TASK LIST:
a: In the blog post on futhark, futhorc, and wapentake, at what blog does Dr. Richard Scott Nokes post his entry on Tolkien?
b: Rewrite the blog post on futhark, futhorc, and wapentake from "Wikipedia (yeah, I" up to and including "throughout his fiction.", swapping "Germanic tribes" for "Germanic peoples".
c: Extend the blog post on futhark, futhorc, and wapentake, picking up after its final sentence.

Futhark, Futhorc, and Wapentake
For all of you Tolkien fans, Dr. Richard Scott Nokes, over at Unlocked Wordhoard, has a blog entry on the great man.
Among other points, Nokes suggests why, initially, so few modern literary scholars subjected Tolkien's literary works to serious analysis:
The problem is that Tolkien's fiction taps into a deep well of philology that almost no modernist can dip into. How many modernists have a working knowledge of Old English? Old Norse? Any of the other medieval Germanic languages? How many know what the futhark is, and how it differs from the futhorc? How many understand what Tolkien means by the wapentake, and how Tolkien's use of the term indicates what he thinks it must have meant?Hmmm . . . what do these words mean? I'm supposed to be a Medievalist these days and have even published on Beowulf, so I suppose that I ought to try to find out.
Wikipedia (yeah, I know) takes me to Elder Futhark, which informs me that this is:
. . . the oldest form of the runic alphabet, used by Germanic tribes for Proto-Norse and other Germanic dialects of the 2nd to 7th centuries for inscriptions on artefacts (jewellery, amulets, tools, weapons) and rune stones.I see. The link to Tolkien is by way of the runic letters that he sprinkles throughout his fiction.
The word futhark derives from taking "the initial phoneme of the first six rune names" for letters in the runic alphabet and combining them in their alphabetical sequence.

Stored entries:
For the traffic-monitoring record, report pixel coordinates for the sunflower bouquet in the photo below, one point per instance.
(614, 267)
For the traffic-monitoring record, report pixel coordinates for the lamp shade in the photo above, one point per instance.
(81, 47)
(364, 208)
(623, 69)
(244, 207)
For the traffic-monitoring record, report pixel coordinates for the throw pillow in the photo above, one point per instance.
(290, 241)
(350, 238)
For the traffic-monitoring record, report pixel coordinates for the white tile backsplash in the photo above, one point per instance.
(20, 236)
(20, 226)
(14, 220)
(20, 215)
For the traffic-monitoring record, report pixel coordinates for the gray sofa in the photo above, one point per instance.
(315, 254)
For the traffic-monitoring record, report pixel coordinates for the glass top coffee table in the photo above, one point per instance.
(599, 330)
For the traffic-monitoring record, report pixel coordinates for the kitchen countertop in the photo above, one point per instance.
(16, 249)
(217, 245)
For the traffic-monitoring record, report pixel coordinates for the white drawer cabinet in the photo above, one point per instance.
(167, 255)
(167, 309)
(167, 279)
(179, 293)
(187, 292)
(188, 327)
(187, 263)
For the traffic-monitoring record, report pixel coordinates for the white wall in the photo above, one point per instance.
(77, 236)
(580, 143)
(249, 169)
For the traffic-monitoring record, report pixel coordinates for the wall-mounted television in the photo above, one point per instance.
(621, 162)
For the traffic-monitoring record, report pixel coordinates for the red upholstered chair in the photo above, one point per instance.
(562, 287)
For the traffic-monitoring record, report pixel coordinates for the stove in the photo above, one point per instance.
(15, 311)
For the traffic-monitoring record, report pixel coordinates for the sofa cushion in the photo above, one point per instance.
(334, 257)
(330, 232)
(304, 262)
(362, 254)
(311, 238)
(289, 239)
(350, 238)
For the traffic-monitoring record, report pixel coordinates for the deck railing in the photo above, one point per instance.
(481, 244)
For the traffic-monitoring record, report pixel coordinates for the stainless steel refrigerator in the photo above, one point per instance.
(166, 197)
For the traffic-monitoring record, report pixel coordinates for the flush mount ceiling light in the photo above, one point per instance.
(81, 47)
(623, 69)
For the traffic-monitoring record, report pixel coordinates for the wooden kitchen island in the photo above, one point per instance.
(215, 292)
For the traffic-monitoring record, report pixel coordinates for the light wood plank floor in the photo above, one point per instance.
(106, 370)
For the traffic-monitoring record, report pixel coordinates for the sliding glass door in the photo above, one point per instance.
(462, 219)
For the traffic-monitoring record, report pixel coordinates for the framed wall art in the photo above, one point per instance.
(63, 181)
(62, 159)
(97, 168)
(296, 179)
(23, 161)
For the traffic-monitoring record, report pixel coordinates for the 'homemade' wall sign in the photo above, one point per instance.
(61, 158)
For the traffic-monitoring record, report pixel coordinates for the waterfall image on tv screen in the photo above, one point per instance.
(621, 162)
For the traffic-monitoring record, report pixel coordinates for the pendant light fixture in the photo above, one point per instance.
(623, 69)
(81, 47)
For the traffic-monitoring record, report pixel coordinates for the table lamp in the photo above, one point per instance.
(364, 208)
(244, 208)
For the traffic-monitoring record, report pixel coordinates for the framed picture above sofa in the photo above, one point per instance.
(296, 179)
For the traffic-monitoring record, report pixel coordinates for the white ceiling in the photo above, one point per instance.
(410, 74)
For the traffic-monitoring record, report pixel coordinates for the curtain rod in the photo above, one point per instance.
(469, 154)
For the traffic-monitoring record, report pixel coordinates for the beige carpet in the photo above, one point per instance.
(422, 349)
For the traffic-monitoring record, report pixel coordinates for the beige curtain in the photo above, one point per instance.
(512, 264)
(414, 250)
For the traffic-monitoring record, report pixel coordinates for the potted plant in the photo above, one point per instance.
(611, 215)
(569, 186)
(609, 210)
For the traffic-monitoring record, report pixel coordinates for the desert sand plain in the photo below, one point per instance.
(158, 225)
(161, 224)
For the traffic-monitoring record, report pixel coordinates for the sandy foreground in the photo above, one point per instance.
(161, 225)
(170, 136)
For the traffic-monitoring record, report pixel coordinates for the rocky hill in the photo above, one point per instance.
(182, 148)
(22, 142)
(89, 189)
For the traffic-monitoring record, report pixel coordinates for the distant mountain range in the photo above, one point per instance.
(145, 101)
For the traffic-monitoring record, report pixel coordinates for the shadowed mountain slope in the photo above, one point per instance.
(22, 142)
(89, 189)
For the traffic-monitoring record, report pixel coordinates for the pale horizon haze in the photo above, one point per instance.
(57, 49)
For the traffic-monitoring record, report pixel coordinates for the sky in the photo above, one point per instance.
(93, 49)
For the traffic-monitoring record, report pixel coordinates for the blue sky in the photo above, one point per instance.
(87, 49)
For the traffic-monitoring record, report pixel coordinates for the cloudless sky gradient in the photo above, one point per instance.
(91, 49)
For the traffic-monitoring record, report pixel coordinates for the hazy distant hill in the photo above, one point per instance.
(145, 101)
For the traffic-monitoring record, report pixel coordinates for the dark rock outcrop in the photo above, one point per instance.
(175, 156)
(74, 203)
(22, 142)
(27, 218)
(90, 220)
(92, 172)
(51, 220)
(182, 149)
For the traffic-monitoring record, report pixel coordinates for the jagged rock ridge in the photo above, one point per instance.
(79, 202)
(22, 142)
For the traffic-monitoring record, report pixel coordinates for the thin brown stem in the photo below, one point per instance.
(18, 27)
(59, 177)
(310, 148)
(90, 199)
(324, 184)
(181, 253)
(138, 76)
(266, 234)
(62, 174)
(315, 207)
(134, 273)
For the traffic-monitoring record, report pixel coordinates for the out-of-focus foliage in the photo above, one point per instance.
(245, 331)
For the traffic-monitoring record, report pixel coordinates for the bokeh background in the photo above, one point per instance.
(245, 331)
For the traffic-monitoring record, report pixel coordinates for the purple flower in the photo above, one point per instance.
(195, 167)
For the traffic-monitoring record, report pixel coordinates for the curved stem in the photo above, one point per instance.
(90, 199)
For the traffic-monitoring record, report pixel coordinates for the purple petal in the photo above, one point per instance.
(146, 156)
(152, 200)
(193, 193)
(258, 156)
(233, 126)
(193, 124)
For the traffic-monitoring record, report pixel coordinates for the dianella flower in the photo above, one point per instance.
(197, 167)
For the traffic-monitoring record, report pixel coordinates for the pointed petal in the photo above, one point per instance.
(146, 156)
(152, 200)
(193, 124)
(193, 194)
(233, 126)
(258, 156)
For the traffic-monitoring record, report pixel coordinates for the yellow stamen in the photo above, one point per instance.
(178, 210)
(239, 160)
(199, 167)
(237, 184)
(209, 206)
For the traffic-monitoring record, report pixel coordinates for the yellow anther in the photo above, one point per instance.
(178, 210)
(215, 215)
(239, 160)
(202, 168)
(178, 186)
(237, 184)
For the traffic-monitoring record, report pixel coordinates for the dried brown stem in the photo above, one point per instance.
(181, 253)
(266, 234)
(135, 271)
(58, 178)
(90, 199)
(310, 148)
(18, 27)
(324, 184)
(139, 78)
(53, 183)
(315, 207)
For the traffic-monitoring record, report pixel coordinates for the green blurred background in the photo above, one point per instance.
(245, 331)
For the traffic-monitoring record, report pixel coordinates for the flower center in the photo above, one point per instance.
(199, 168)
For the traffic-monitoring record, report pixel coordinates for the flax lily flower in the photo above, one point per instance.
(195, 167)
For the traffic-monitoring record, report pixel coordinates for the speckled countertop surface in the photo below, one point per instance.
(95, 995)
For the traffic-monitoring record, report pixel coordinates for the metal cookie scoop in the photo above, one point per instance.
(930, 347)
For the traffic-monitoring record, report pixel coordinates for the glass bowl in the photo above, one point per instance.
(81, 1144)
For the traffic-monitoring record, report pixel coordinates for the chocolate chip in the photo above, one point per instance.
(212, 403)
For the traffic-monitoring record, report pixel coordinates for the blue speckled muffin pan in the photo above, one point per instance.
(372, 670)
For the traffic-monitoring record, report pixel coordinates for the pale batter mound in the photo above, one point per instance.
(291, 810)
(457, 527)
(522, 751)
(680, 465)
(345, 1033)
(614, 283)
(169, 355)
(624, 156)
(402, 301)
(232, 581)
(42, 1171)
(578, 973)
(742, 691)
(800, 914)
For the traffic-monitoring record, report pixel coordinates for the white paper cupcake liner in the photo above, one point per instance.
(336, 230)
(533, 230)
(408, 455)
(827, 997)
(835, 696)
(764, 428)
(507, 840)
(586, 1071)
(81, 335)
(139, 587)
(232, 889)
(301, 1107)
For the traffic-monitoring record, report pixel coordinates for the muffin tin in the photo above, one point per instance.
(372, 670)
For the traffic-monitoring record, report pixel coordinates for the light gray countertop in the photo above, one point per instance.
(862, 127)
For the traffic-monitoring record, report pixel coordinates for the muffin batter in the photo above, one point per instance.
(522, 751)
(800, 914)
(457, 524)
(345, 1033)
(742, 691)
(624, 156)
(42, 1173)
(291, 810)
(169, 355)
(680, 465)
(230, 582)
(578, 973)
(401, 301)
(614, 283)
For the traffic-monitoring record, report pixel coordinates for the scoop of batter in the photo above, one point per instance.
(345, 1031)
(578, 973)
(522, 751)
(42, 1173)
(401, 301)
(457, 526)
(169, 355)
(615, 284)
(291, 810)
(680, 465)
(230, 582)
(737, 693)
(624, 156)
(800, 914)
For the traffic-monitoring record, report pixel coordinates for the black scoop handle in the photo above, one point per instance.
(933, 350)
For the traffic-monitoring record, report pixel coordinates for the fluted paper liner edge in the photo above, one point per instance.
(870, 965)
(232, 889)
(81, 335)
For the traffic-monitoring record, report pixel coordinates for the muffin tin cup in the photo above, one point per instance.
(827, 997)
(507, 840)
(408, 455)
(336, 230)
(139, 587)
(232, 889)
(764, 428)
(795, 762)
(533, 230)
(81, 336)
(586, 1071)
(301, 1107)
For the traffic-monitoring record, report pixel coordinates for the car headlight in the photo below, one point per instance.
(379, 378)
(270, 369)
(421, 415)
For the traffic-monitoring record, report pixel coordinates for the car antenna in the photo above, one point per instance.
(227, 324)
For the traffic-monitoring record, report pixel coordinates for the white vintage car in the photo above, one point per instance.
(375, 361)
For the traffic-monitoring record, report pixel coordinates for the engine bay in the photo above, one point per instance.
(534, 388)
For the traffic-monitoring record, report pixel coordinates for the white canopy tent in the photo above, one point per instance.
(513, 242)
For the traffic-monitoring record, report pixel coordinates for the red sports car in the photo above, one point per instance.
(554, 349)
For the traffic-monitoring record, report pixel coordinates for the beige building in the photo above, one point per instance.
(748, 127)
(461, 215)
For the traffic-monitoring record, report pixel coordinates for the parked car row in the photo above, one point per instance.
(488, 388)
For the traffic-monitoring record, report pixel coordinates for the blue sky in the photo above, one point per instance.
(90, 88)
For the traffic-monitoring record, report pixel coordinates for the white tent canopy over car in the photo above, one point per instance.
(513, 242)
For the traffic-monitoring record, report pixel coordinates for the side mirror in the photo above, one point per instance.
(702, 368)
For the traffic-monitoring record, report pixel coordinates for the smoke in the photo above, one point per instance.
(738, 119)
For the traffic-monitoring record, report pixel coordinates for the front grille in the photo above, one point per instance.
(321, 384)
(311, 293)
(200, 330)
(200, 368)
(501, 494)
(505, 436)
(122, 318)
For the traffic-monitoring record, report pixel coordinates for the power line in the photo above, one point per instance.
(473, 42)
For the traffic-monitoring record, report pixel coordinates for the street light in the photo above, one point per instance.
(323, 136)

RESULTS FOR THE EXERCISE:
a: Unlocked Wordhoard.

b:
Wikipedia (yeah, I know) takes me to Elder Futhark, which informs me that this is:
. . . the oldest form of the runic alphabet, used by Germanic peoples for Proto-Norse and other Germanic dialects of the 2nd to 7th centuries for inscriptions on artefacts (jewellery, amulets, tools, weapons) and rune stones.I see. The link to Tolkien is by way of the runic letters that he sprinkles throughout his fiction.

c:
From Wikipedia's entry on the runic alphabet, I learn that the Elder Futhark is Scandinavian but that another version comes to us from the Anglo-Saxons and is called the Anglo-Saxon Futhorc. From the different spellings of futhark and futhorc, I presume that the fifth letter -- a and o -- in each is pronounced differently. (Note that these would actually be the fourth letter in runic, which writes th as a single letter.) I take it that the k and c are merely conventional differences for the same sound (but I could be wrong).
But what about wapentake? That's easy. It's a poem by Henry Wadsworth Longfellow:
Wapentake
To Alfred Tennyson Poet!
I come to touch thy lance with mine;
Not as a knight, who on the listed field
Of tourney touched his adversary's shield
In token of defiance, but in sign
Of homage to the mastery, which is thine,
In English song; nor will I keep concealed,
And voiceless as a rivulet frost-congealed,
My admiration for thy verse divine.
Not of the howling dervishes of song,
Who craze the brain with their delirious dance,
Art thou, O sweet historian of the heart!
Therefore to thee the laurel-leaves belong,
To thee our love and our allegiance,
For thy allegiance to the poet's art.
But this doesn't really tell me what wapentake is. It simply assumes that I know. So, I turn to another source, The Free Dictionary, which tells me that wapentake is:
A historical subdivision of some northern counties in England, corresponding roughly to the hundred in other shires.And it gives an etymology:
Middle English, from Old English wæpengetæc (translation of Old Norse vapnatak, act of taking weapons to indicate assent in an assembly) : wæpen, weapon + -getæc, act of taking (from tacan, to take; see take).So . . . it derives from some ancient Teutonic means of voting and has come to mean a subdivision of a county.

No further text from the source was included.